• _What you should do_:
Recast all of the data below as a JSON list of strings, with one string for each line and blank lines omitted.

☆ ☆ ☆

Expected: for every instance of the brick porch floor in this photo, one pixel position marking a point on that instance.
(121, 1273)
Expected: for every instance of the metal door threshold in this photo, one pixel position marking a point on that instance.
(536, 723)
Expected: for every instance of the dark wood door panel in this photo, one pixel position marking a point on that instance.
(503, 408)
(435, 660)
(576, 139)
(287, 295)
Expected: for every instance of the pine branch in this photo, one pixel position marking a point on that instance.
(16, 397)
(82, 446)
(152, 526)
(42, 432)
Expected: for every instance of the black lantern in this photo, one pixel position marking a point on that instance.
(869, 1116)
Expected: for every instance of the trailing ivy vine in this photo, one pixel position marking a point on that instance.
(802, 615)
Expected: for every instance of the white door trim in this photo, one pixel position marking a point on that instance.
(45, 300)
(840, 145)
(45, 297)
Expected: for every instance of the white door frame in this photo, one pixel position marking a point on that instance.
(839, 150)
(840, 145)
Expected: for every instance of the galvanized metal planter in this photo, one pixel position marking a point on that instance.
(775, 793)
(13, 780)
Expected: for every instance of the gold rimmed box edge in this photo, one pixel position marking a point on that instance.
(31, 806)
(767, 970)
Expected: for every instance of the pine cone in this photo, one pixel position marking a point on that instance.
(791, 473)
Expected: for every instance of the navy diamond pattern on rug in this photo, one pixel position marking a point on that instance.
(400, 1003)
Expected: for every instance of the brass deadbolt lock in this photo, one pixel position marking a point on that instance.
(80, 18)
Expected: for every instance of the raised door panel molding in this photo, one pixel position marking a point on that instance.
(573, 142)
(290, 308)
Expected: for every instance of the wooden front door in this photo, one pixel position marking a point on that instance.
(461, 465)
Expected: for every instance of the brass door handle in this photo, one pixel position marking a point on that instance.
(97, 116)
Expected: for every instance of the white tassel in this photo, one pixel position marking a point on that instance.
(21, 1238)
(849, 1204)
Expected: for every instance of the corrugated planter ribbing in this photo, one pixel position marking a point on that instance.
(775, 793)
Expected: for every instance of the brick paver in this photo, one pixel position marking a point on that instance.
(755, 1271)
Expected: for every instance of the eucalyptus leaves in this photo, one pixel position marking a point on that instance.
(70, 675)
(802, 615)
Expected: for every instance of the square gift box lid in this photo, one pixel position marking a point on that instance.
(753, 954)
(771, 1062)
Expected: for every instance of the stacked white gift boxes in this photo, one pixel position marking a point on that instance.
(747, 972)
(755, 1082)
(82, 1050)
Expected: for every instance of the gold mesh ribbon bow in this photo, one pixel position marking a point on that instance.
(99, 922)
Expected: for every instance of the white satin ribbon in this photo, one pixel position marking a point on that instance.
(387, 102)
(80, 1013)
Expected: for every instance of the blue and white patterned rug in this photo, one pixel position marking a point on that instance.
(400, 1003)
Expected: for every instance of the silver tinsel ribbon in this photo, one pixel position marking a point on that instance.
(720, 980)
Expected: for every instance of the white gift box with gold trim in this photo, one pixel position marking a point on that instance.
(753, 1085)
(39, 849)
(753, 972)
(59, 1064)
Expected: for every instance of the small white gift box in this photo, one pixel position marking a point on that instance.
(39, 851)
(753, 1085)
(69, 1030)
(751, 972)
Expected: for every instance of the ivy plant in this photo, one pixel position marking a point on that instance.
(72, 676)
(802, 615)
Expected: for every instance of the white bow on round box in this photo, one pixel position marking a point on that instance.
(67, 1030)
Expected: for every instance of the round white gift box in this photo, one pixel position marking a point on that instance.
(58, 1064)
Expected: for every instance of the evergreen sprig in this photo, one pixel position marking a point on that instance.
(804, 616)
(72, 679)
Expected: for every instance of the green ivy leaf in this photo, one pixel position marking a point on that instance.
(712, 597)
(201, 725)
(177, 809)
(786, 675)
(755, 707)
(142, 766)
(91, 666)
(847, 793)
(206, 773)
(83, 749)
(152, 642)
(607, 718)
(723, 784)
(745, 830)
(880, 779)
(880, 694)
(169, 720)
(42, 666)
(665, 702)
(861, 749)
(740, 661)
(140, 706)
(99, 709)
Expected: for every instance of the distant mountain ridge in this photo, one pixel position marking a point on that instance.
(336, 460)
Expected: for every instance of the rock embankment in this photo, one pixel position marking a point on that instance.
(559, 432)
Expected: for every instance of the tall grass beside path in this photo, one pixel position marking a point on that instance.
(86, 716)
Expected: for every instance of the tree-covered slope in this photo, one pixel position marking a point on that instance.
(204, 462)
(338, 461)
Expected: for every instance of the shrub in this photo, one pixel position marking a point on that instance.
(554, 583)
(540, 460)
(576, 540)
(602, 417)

☆ ☆ ☆

• _Finished task_:
[
  "Expected: for every instance of the brick porch floor in this photo, one pixel position marking a point on that instance.",
  "(121, 1273)",
  "Expected: for every instance of the metal door threshold in this photo, one pixel position marking a point on that instance.",
  "(536, 723)",
  "Expected: for every instance of the dark wood door panel in this photo, one pixel position marking a point on that instance.",
  "(503, 408)",
  "(435, 660)",
  "(576, 139)",
  "(287, 295)",
  "Expected: for every instance of the pine branch in this photo, one pixel position marking a point on that instance.",
  "(16, 397)",
  "(82, 446)",
  "(152, 526)",
  "(42, 432)",
  "Expected: for every instance of the black lantern in this photo, one pixel position marking a point on that instance.",
  "(869, 1116)",
  "Expected: for every instance of the trailing ivy vine in this photo, one pixel position marking a point on that instance.",
  "(802, 615)",
  "Expected: for every instance of the white door trim in this photo, one pixel position marking a point on that instance.",
  "(45, 300)",
  "(840, 145)",
  "(45, 297)",
  "Expected: for every instance of the white door frame in this photo, one pixel position marking a point on that instance.",
  "(839, 150)",
  "(840, 145)",
  "Expected: for every instance of the galvanized metal planter in this photo, one pixel position marking a point on that instance.",
  "(775, 793)",
  "(13, 780)",
  "Expected: for every instance of the gold rimmed box edge in this photo, one pixel position marking a point on that instance.",
  "(31, 806)",
  "(767, 970)",
  "Expected: for every instance of the pine cone in this photo, one pixel position marking a point on that instance.",
  "(791, 473)",
  "Expected: for every instance of the navy diamond pattern on rug in this photo, one pixel position marking a point on that instance.",
  "(400, 1003)",
  "Expected: for every instance of the brass deadbolt lock in this photo, one pixel position marking a point on that instance.",
  "(80, 18)",
  "Expected: for every instance of the raised door panel molding in this photo, one pixel position marking a point on that instance.",
  "(573, 142)",
  "(290, 308)",
  "Expected: for every instance of the wooden front door in this photo, one pixel position marking a point on that instance.",
  "(461, 465)",
  "Expected: for every instance of the brass door handle in this photo, one pixel position marking a point on that instance.",
  "(97, 116)",
  "Expected: for every instance of the white tassel in this photo, one pixel position marking a point on that instance.",
  "(21, 1238)",
  "(849, 1204)",
  "Expected: for every instance of the corrugated planter ribbing in this photo, one pixel position marking a point on that instance.",
  "(775, 793)",
  "Expected: for every instance of the brick paver in this photo, one pixel position marking a point on that instance.",
  "(755, 1271)",
  "Expected: for every instance of the eucalyptus leaves in this photo, one pixel position marking a point on that instance.",
  "(70, 675)",
  "(802, 615)",
  "Expected: for every instance of the square gift box lid in this photo, one pixel position marking a point on that instance.",
  "(753, 954)",
  "(771, 1062)",
  "Expected: for every instance of the stacked white gift boxes in this photo, one pixel position marking a point on that instance.",
  "(747, 972)",
  "(755, 1082)",
  "(82, 1050)",
  "Expected: for every instance of the gold mesh ribbon bow in this photo, one pixel position marking a point on that instance.",
  "(99, 922)",
  "Expected: for every instance of the white satin ribbon in this photo, one pixel position marking a point on that instance.",
  "(387, 102)",
  "(80, 1013)",
  "Expected: for every instance of the blue and white patterned rug in this photo, one pixel position marking a point on that instance.",
  "(400, 1003)",
  "Expected: for every instance of the silver tinsel ribbon in this photo, one pixel position marking a point on that instance.",
  "(720, 980)",
  "Expected: for every instance of the white gift box with gold trim in this photo, one pixel position marking a point on that instance.",
  "(753, 1085)",
  "(39, 849)",
  "(753, 972)",
  "(59, 1064)",
  "Expected: for every instance of the small white gift box in this photo, one pixel position marking a point on that instance.",
  "(39, 851)",
  "(753, 1085)",
  "(69, 1030)",
  "(751, 972)",
  "Expected: for every instance of the ivy plant in this photo, one pixel position marking a point on that instance.",
  "(72, 676)",
  "(802, 615)",
  "Expected: for every instance of the white bow on round box in this photo, one pixel position marking a point on that instance.",
  "(67, 1030)",
  "Expected: for every instance of the round white gift box in this photo, one pixel position marking a point on that instance.",
  "(58, 1064)",
  "Expected: for every instance of the evergreen sprig in this photo, one pixel position marking a point on that instance.",
  "(804, 616)",
  "(72, 679)",
  "Expected: for every instance of the green ivy leaf in this photo, one pixel position marking a point on that instance.",
  "(712, 597)",
  "(201, 725)",
  "(177, 809)",
  "(786, 675)",
  "(755, 707)",
  "(142, 766)",
  "(91, 666)",
  "(847, 793)",
  "(206, 773)",
  "(83, 749)",
  "(152, 642)",
  "(607, 718)",
  "(723, 784)",
  "(745, 830)",
  "(880, 779)",
  "(880, 694)",
  "(169, 720)",
  "(42, 666)",
  "(665, 702)",
  "(861, 749)",
  "(740, 661)",
  "(140, 706)",
  "(99, 709)",
  "Expected: for every instance of the distant mountain ridge in this photo, one pixel position marking a point on that instance.",
  "(336, 460)",
  "Expected: for every instance of the rock embankment in this photo, one pixel position marking a point on that instance.",
  "(559, 432)",
  "Expected: for every instance of the tall grass beside path in this photo, one pixel position marking a point on that instance.",
  "(86, 716)",
  "Expected: for every instance of the tree-covered slope in this photo, one pixel position marking a point on that instance.",
  "(204, 462)",
  "(338, 461)",
  "Expected: for every instance of the shrub in this photo, one pixel position marking a point on that instance.",
  "(554, 583)",
  "(540, 460)",
  "(576, 540)",
  "(602, 417)"
]